- [What you should do]:
Your task is to give the listing below back word for word, pictures excluded.

- [Task material]:
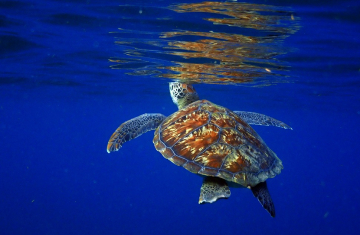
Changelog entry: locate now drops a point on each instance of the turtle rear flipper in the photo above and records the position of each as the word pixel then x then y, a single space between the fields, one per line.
pixel 261 192
pixel 260 119
pixel 212 189
pixel 134 128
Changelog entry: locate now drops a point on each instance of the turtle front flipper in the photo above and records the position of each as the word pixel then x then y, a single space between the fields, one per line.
pixel 261 192
pixel 134 128
pixel 212 189
pixel 260 119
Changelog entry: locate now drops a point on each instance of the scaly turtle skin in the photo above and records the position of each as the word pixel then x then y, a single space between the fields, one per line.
pixel 212 141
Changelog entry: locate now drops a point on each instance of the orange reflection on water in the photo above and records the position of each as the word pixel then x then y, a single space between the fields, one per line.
pixel 247 57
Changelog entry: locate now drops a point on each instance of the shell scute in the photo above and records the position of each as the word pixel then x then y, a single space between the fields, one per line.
pixel 211 140
pixel 199 139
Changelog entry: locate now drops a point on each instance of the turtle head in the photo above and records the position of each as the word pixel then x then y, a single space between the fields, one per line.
pixel 182 94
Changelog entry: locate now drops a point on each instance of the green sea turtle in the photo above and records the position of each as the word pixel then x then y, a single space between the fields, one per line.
pixel 212 141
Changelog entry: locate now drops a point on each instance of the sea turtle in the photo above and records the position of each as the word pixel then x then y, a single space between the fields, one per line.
pixel 212 141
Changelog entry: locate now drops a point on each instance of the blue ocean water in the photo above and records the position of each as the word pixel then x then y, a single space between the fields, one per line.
pixel 73 71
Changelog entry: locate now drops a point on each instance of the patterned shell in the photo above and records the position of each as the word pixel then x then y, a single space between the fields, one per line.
pixel 211 140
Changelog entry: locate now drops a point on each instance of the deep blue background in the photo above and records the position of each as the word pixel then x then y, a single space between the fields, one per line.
pixel 60 102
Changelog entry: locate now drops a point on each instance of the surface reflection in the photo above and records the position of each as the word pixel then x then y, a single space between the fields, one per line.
pixel 244 50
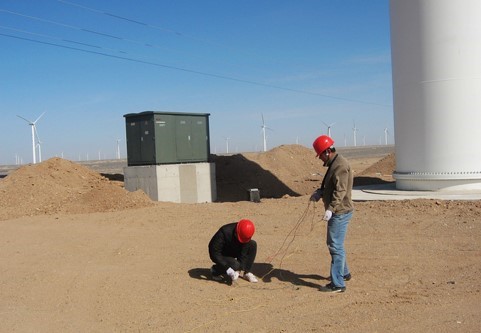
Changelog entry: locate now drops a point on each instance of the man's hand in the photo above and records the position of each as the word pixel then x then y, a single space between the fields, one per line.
pixel 234 275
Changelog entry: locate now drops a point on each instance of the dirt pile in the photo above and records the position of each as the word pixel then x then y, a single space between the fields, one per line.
pixel 61 186
pixel 287 170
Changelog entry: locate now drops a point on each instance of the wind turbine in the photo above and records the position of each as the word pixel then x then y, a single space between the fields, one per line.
pixel 39 145
pixel 264 127
pixel 354 131
pixel 34 131
pixel 227 144
pixel 329 128
pixel 118 149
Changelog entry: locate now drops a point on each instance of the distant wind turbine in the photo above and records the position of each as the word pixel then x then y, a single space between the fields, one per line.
pixel 354 132
pixel 227 144
pixel 118 149
pixel 34 134
pixel 329 128
pixel 264 127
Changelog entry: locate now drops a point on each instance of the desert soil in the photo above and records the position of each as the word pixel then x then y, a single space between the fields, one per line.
pixel 78 253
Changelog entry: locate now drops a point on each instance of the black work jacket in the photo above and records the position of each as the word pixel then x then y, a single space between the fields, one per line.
pixel 224 243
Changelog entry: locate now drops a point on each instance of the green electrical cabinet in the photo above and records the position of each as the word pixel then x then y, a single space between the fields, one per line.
pixel 167 137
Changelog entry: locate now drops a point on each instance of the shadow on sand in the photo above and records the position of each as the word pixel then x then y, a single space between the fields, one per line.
pixel 266 273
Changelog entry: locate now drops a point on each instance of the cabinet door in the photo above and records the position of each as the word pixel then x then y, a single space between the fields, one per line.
pixel 132 127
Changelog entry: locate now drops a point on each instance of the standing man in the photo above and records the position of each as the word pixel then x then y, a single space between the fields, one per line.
pixel 232 250
pixel 336 194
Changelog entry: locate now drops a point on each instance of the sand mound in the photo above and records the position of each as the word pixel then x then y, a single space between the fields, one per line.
pixel 285 170
pixel 61 186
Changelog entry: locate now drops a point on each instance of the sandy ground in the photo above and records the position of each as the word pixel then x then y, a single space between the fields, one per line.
pixel 80 254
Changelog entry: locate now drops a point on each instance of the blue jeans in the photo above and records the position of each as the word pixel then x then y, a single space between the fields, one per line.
pixel 336 233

- [Answer to this exercise]:
Changelog entry: locate now drops a point on each instance of the turtle rear flipper in the photo above and records the position of each as the word pixel then x then y, a single space between the fields, one per line.
pixel 261 192
pixel 260 119
pixel 212 189
pixel 134 128
Changelog entry: locate now drops a point on each instance of the turtle front flipper in the photo above and records the position of each as the word pixel then x then y, a single space between the fields, one per line.
pixel 261 192
pixel 134 128
pixel 212 189
pixel 260 119
Changelog entry: locate now drops a point on each instance of the scaly turtle skin in the photo above and records the position of each as the word pixel then x then y, a single space between the fields, one per line.
pixel 212 141
Changelog entry: locate now drops a point on each instance of the orange reflection on water in the photo above and records the position of each as the word pixel then x then y, a single space between the fields, one per line.
pixel 247 57
Changelog entry: locate now drops a point on each instance of the shell scute in the photo above and records the position of each as the word pixel then x then y, a single space between the fields, one per line.
pixel 211 140
pixel 199 139
Changelog entry: locate now drops a point on each instance of the turtle head in the photo above and records the position of each as the word pixel then x then y, a single space between the fields, one per line.
pixel 182 94
Changelog entry: locate now drops a point on each instance of the green sea turtle in the photo above and records the position of each as the word pixel then x then y, a single space between the fields, one per line.
pixel 212 141
Changelog entry: locate now drops a point on each instance of the sea turtle in the photo above and records the position of each as the word pixel then x then y, a single space between the fields, one per line.
pixel 212 141
Changelog entry: locate now drops a point on each instance of the blue ocean water in the photo above and records the position of each as the word pixel then x then y, a single space between the fields, one per line.
pixel 73 71
Changelog entry: locate now drops a point on each instance of the patterned shell in the photo above and records the position of each as the word pixel then x then y, a single space between the fields, one per line.
pixel 211 140
Changelog entry: locate now drops a point on each instance of the deep blue background in the photo above and records the position of each as the word pixel then x then y, a single space between the fields, one per line.
pixel 60 102
Changelog entry: locate now drops a point on each instance of the surface reflection in the photo above and records the position of each as the word pixel then x then y, a single space between the fields, one per line.
pixel 244 50
Changelog entry: locate now drops a point on each instance of the man's hand in the photo above and records the position of each as the word pixel then x then y, a single space between the fields, one per line.
pixel 234 275
Changelog entry: locate now drops a point on each instance of the dirt pile in the photo above and records the position of each as the word pixel then x then y, a single space between the fields, one per line.
pixel 61 186
pixel 287 170
Changelog entry: locate now drops a point on each instance of the wind turbine in the photo above and records the position of each as the word pixel then x then y, a single space between the fields, one per line.
pixel 39 145
pixel 264 127
pixel 354 131
pixel 34 131
pixel 227 144
pixel 329 128
pixel 118 149
Changelog entry: locate now drops a point on each instance of the distant wind turbine in the photo above and records the position of each as the word pixel then x then y, a single space between the fields, one per line.
pixel 354 132
pixel 227 144
pixel 118 149
pixel 34 134
pixel 329 128
pixel 264 127
Changelog entry: locate now drops a point on each instance of the desert soil in the photo above and records the position of each as the word pixel then x then y, a single space between the fields, one per line.
pixel 78 253
Changelog entry: locate now drops a point on each instance of the black work jacket in the photo above and records the position of each as the word pixel then x then y, a single space between the fields, one per line.
pixel 224 243
Changelog entry: locate now drops a point on each instance of the green electrical cabinet in the photo above and records the position of each as the word pixel then x then y, a single space between the fields, one per line.
pixel 167 137
Changelog entry: locate now drops a point on each instance of the shadow on sand in the photo above and records the position of each as the word pixel then x then y, a single space between the fields, one per line.
pixel 266 273
Changelog entry: locate now drops a point on each instance of the cabinet door in the photo above and records the position of each as the word pixel then x then y, a single space between the fields, one per line.
pixel 132 127
Changelog entry: locate now drops a point on each instance of the standing man in the photo above and records the position of each as the word pixel then x then y, a single space between the fields, one per line.
pixel 232 250
pixel 336 194
Changelog entry: locate now drops a point on each instance of the sand mound in the photo above and records the position of each as the word pixel then x then y, a single space between the fields, one per line.
pixel 285 170
pixel 61 186
Changelog entry: locate now drops a point on each instance of the sandy ground in the photo above and records the position of each as the word pixel then x then y, a single space between the fields, one per line.
pixel 80 254
Changelog entry: locate now drops a point on each instance of the blue jeans in the photo above and records the position of each as the word pixel then x then y, a single space between the fields, one per line.
pixel 336 233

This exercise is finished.